- _Task material_:
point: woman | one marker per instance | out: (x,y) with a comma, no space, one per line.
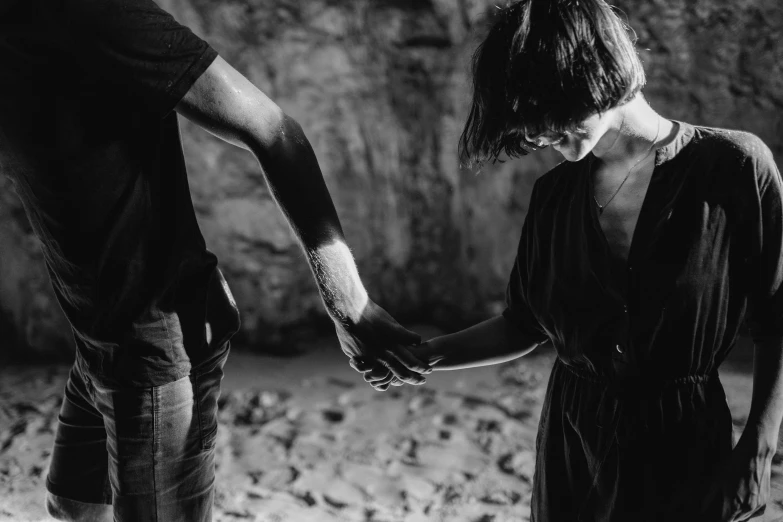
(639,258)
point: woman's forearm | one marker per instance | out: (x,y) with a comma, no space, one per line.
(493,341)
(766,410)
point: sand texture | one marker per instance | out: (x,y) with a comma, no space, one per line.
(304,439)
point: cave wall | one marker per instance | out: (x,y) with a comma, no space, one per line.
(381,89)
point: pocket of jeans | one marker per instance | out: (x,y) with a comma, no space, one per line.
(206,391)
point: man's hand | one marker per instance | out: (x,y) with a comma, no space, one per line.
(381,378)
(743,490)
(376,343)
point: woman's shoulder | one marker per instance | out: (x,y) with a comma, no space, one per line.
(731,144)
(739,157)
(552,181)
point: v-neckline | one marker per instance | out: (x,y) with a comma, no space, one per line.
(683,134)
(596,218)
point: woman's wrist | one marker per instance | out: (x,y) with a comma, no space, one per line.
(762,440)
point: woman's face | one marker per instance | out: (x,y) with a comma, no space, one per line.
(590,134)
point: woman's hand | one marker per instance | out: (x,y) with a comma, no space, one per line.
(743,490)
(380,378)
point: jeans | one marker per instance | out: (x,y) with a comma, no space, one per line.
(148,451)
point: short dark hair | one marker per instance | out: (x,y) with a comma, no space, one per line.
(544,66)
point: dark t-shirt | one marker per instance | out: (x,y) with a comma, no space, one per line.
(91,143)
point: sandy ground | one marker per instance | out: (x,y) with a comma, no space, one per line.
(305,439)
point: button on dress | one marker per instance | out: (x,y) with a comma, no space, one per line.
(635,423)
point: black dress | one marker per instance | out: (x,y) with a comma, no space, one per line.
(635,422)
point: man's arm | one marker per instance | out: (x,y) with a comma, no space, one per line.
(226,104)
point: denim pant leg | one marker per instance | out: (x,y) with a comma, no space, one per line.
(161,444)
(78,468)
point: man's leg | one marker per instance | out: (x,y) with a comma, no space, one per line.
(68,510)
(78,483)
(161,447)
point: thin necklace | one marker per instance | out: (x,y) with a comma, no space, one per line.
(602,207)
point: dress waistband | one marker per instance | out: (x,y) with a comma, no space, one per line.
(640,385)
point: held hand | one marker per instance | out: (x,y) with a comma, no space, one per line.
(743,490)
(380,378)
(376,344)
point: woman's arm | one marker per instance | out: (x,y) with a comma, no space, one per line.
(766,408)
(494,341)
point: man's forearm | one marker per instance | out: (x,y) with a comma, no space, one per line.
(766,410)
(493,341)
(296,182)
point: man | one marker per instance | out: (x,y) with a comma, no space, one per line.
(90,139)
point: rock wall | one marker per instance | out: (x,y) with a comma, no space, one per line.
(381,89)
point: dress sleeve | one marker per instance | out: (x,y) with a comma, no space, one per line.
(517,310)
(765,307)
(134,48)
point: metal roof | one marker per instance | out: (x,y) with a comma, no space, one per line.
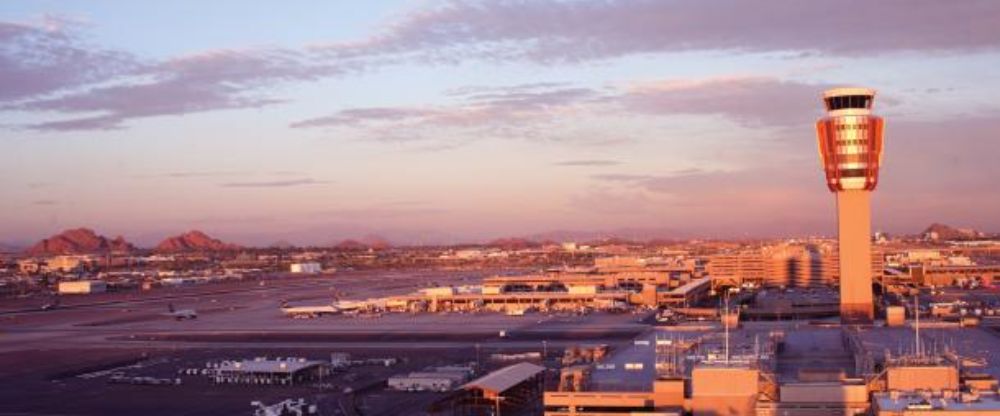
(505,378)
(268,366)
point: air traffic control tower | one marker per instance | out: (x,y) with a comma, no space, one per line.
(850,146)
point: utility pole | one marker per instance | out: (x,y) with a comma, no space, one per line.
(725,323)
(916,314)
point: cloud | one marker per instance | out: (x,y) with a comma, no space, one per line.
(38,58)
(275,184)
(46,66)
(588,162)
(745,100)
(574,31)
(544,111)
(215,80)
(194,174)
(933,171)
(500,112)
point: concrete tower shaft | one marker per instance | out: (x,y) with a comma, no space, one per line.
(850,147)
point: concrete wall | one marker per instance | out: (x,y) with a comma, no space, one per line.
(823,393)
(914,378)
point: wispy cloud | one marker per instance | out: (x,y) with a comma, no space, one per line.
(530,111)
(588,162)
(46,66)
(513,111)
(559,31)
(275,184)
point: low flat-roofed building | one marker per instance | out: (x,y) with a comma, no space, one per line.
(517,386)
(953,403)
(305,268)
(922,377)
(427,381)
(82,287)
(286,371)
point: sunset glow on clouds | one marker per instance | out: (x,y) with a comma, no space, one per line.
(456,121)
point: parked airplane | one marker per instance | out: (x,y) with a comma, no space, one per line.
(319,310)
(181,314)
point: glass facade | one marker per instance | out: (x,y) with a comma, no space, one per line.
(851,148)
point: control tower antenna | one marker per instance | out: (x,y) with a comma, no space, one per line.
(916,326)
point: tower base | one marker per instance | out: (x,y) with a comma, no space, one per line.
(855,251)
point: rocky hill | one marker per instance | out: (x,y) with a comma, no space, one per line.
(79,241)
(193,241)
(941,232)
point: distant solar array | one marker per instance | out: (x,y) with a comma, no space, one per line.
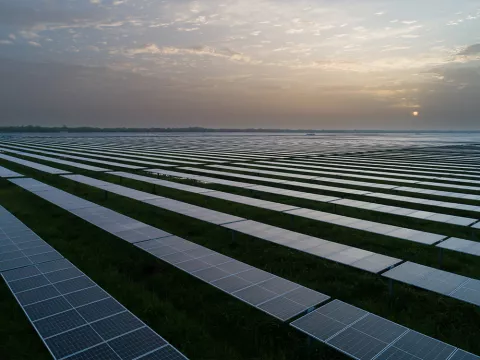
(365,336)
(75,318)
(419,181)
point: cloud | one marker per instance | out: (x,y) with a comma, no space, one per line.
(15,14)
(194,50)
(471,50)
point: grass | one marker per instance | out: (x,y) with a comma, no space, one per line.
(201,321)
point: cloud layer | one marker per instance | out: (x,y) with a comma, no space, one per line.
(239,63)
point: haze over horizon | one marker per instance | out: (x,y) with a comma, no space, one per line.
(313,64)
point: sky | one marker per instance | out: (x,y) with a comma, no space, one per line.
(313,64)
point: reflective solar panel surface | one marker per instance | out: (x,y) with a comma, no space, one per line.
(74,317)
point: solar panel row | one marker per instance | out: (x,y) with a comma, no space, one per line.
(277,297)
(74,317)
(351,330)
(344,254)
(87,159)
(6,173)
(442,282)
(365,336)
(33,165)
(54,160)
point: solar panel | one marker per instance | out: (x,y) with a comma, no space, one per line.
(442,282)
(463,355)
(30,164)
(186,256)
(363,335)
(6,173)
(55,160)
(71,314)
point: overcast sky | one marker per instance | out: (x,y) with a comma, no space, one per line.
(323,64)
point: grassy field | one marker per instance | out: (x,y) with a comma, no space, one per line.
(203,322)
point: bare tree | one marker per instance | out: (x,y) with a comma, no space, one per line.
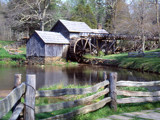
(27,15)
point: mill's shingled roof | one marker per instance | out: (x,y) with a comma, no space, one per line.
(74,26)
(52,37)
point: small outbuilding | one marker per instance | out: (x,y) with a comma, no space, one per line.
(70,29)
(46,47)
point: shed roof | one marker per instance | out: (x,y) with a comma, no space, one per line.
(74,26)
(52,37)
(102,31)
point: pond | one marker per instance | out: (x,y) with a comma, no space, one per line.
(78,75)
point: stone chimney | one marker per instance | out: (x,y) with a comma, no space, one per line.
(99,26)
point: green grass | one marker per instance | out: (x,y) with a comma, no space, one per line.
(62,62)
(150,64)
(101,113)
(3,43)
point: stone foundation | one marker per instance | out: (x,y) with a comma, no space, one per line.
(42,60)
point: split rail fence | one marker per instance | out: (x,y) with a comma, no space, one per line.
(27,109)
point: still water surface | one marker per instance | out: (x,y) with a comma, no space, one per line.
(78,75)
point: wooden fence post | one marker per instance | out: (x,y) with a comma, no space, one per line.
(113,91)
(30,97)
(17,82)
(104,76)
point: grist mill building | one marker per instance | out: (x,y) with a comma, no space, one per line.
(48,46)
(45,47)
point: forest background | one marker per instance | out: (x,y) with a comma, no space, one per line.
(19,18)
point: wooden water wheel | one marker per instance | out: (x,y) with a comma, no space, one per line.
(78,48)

==

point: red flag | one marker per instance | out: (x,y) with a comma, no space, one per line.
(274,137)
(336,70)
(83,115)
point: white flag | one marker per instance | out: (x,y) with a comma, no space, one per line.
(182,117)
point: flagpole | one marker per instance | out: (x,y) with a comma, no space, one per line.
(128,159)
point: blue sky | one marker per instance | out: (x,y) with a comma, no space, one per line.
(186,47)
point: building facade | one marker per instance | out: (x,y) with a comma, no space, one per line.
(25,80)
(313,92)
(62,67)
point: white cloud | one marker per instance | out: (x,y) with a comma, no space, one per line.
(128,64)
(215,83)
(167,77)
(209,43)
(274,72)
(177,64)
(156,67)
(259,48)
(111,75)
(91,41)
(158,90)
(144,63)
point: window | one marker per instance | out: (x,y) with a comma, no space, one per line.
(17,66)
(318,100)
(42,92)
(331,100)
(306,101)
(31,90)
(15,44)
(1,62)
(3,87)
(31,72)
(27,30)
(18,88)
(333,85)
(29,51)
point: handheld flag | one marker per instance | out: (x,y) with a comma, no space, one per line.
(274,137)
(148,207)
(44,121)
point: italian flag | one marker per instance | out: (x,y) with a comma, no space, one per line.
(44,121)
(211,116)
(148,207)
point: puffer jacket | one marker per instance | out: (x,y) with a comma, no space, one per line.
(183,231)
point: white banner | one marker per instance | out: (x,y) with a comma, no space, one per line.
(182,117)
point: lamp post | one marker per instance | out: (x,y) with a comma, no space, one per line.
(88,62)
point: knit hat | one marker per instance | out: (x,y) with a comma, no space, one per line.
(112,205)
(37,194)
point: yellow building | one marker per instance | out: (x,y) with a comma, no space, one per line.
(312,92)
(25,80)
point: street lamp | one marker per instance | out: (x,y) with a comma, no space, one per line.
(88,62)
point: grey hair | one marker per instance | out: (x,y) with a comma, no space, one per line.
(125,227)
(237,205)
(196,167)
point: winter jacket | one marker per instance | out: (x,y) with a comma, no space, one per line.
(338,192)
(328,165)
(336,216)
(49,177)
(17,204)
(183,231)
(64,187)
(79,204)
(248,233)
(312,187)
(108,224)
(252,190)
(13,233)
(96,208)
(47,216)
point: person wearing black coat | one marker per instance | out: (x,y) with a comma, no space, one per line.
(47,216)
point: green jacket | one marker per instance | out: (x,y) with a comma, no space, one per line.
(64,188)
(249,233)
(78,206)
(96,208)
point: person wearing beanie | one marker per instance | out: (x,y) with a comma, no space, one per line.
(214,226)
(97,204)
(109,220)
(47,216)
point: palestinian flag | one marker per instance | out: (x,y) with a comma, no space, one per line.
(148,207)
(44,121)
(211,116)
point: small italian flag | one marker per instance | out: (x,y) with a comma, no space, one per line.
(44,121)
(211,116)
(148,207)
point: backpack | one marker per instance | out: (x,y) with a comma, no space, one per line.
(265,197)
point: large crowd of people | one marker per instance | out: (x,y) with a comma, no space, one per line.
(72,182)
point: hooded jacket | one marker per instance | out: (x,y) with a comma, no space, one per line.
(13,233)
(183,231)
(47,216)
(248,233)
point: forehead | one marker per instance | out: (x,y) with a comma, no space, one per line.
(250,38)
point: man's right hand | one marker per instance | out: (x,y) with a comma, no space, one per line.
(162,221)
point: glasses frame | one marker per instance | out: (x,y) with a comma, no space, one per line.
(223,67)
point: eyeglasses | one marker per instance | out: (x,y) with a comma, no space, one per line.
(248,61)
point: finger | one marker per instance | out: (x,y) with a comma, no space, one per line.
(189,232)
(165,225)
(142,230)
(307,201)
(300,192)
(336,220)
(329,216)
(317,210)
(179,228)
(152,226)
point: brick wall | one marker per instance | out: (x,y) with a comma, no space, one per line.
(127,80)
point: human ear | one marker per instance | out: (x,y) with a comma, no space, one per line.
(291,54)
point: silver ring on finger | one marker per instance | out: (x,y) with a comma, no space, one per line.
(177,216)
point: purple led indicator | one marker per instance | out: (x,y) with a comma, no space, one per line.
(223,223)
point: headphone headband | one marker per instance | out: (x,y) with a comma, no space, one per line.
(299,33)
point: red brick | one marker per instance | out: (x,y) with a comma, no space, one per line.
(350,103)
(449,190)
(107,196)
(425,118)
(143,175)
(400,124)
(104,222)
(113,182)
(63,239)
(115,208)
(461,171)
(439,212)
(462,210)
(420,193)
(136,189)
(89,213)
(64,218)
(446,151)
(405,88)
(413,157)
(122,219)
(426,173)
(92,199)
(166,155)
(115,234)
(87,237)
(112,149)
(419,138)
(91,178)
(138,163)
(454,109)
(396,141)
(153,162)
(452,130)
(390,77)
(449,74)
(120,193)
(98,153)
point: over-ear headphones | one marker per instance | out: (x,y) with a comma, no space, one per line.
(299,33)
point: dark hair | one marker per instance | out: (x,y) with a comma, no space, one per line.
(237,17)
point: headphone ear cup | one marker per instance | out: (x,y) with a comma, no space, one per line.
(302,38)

...

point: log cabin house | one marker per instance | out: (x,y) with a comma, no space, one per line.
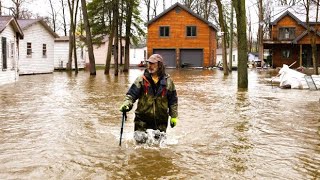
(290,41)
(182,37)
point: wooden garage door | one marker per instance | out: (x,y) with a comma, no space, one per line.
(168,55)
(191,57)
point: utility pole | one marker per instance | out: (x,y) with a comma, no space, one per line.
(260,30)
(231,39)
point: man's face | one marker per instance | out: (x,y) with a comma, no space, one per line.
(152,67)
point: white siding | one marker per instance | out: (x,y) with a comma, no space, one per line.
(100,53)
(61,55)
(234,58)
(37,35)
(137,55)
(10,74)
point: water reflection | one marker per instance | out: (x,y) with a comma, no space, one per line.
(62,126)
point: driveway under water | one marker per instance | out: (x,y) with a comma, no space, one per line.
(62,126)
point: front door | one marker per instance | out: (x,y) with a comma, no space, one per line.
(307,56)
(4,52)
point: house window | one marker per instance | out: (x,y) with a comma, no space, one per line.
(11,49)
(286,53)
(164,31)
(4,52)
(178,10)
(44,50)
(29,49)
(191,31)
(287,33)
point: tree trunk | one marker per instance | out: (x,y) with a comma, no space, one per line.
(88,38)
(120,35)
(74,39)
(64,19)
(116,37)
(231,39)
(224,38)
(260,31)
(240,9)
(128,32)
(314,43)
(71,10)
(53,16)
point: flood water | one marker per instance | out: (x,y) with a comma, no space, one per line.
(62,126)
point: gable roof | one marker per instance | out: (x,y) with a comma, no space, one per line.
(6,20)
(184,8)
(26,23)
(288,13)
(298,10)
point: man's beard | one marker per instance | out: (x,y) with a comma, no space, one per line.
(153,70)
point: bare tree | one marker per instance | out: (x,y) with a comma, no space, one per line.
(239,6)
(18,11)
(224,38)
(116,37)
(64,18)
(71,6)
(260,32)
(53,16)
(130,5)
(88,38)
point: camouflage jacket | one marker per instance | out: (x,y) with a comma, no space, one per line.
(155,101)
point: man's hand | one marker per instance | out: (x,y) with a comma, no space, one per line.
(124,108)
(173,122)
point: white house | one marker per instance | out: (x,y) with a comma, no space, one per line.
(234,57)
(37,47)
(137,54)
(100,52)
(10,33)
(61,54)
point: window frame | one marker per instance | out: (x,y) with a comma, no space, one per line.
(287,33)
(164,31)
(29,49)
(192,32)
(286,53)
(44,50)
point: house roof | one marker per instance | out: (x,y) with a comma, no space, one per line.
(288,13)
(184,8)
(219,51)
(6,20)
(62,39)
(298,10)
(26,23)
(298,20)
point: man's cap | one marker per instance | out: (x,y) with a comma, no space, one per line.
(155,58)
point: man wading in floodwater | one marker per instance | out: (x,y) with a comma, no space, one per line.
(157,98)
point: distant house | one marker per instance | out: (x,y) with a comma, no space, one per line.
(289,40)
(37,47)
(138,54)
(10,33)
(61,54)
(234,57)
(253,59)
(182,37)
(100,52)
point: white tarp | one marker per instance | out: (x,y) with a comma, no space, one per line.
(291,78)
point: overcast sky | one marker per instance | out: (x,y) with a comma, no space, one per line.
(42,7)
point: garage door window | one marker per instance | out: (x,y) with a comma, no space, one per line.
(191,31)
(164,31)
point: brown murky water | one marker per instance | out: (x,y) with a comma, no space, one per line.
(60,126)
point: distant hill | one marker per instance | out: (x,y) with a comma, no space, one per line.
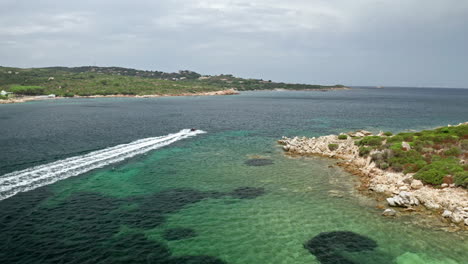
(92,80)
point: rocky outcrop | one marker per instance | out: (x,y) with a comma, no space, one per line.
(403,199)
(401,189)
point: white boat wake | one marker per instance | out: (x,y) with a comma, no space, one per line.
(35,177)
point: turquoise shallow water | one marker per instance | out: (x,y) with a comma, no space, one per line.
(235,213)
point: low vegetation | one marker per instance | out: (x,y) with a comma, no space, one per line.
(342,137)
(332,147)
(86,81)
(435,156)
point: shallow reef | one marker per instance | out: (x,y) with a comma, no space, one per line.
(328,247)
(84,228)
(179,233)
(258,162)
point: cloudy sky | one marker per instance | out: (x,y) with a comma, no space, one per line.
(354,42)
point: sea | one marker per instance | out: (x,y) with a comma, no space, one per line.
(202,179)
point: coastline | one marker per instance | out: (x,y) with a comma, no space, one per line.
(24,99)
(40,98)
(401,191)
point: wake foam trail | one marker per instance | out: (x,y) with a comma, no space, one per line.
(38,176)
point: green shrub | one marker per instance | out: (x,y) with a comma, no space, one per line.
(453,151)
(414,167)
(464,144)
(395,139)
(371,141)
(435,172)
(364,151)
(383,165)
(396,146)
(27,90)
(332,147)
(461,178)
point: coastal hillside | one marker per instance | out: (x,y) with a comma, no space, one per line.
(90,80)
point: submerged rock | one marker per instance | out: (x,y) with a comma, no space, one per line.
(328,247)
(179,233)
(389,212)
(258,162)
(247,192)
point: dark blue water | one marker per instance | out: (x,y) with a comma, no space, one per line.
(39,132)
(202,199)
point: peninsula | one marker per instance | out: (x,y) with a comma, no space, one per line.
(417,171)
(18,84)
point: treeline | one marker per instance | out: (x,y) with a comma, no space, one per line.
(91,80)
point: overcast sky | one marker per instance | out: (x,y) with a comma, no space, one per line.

- _Problem requirements_: Find each line in the entries above that contains the word "brick" and copy those lines out.

- _Solution below_:
point: brick wall | one marker per instance | out: (x,y) with a comma, no space, one per line.
point: red brick | one marker per instance | out: (x,y) with a comma, no space, one per line.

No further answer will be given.